Problema a resolver: Por favor, cuenta las líneas de los registros en las que aparece la palabra "wall". Responde solo con el número.

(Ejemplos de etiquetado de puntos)

────

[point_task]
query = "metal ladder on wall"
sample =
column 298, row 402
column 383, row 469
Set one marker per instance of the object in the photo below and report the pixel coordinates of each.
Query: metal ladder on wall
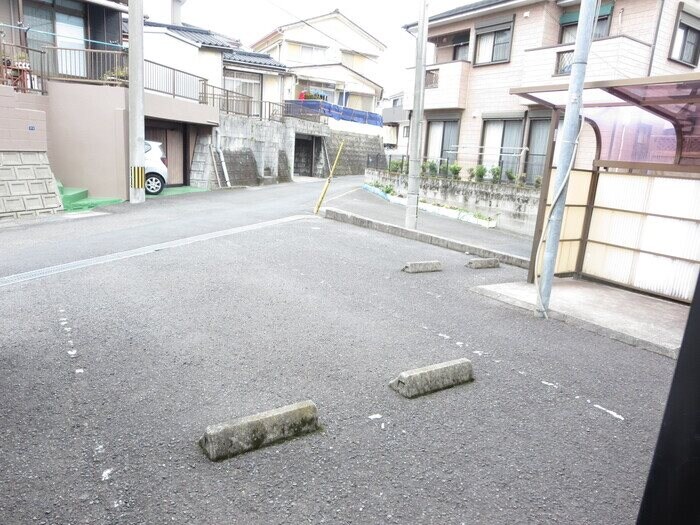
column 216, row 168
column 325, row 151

────

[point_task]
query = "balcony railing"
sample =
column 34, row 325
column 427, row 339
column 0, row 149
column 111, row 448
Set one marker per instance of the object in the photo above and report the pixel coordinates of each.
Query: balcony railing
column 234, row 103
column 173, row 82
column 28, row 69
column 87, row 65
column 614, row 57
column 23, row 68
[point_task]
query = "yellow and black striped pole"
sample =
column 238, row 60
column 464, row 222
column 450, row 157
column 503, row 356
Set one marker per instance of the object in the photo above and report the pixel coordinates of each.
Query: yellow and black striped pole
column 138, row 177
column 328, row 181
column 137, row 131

────

Respuesta: 2